Pointing records for named objects:

* BEGIN *

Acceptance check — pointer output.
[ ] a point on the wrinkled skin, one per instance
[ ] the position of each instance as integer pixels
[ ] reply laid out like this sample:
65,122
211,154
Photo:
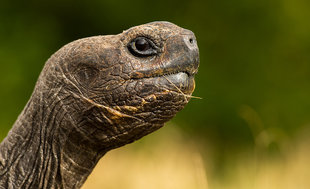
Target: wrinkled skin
94,95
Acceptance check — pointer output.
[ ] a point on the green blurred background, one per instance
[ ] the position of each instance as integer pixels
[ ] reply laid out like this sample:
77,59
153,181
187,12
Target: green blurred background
254,73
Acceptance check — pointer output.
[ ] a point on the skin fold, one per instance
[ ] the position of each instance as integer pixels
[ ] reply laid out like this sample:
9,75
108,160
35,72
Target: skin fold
96,94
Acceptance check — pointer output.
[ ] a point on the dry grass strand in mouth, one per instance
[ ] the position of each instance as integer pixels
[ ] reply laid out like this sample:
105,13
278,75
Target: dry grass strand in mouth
185,95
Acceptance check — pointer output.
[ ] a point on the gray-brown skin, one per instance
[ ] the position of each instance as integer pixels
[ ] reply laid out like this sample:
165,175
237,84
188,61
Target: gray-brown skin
94,95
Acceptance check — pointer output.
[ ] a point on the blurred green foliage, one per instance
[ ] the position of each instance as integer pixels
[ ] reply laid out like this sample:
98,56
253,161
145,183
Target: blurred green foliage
255,58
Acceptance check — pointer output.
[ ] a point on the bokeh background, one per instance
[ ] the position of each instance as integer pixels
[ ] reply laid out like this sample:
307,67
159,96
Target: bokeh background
250,130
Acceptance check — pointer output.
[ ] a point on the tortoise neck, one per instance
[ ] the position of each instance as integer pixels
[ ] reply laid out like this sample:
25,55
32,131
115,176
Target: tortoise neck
39,153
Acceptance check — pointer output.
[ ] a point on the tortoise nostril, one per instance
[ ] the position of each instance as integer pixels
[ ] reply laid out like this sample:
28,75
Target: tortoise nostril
191,40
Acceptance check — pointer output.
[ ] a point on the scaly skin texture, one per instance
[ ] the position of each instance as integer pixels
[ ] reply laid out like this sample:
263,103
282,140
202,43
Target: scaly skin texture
94,95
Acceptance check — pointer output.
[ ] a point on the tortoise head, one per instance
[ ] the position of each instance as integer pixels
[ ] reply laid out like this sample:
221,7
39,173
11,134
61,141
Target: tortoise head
118,88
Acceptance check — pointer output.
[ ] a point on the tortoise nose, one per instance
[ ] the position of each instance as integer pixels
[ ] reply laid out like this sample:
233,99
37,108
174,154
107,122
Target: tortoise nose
191,44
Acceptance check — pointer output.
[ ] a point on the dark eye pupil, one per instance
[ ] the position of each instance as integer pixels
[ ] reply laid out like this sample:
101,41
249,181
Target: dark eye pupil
142,44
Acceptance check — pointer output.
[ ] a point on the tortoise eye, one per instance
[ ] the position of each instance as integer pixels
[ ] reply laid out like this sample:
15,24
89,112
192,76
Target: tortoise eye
142,46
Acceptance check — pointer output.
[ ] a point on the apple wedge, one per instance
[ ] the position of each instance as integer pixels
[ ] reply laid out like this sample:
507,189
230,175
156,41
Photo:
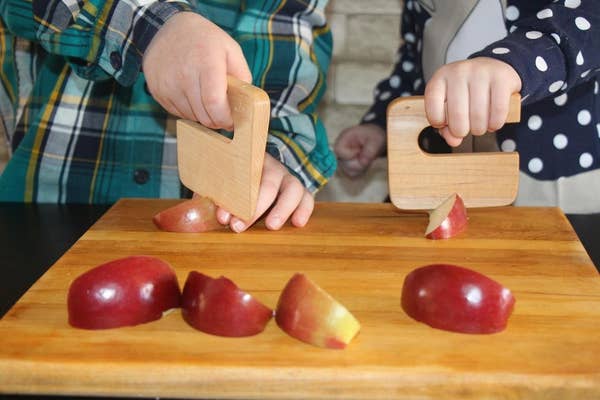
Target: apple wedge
124,292
456,299
308,313
190,216
217,306
447,220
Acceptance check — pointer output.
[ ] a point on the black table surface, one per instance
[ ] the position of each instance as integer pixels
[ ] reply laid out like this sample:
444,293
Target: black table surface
33,237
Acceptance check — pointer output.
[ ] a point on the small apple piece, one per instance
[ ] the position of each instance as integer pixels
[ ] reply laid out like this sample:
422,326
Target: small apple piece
456,299
124,292
219,307
195,215
308,313
447,220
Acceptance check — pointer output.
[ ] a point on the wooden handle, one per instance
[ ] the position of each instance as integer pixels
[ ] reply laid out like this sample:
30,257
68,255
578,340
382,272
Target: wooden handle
228,171
421,181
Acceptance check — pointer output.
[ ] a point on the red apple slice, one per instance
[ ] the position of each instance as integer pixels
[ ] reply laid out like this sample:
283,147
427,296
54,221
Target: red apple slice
190,216
448,220
219,307
308,313
124,292
456,299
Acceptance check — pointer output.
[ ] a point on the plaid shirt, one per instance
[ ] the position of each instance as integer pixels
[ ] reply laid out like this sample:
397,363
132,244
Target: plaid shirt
81,123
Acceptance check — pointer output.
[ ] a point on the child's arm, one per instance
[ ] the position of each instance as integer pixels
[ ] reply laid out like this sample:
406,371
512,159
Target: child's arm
544,56
288,46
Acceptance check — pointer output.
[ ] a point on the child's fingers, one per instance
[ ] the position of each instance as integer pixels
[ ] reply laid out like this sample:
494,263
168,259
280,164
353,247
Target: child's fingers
213,88
452,140
499,106
435,102
479,102
458,108
290,196
304,210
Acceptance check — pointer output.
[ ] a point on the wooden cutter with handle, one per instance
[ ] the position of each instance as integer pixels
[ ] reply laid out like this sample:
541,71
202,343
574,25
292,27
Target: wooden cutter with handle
422,181
228,171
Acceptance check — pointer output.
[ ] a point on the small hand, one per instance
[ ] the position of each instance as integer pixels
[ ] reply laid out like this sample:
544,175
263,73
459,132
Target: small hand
186,67
281,191
470,96
358,146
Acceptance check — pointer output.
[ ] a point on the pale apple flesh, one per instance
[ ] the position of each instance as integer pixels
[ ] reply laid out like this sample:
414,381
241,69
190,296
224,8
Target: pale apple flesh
219,307
456,299
124,292
447,220
195,215
308,313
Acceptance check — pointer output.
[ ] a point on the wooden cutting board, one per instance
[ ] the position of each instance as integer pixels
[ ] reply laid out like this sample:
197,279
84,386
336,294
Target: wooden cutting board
360,253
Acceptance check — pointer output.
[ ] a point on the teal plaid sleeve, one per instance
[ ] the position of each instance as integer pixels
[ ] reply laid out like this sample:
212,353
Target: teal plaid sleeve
82,130
288,47
103,38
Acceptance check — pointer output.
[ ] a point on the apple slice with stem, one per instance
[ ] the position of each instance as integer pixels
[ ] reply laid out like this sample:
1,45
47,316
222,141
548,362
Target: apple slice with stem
456,299
190,216
123,292
217,306
308,313
447,220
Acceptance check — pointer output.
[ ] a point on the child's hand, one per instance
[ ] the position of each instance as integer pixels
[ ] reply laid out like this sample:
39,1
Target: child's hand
281,190
357,147
186,67
470,96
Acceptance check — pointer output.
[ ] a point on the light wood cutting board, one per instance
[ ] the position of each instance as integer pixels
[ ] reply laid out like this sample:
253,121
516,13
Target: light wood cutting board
360,253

* END *

Brief:
Locate each line in the items above that contains the word "fingers" and copy it out in full. Treat uppercase and lowercase as different.

Task solution:
[ ] a point on the child's fingers, one per instance
Target: child's fingers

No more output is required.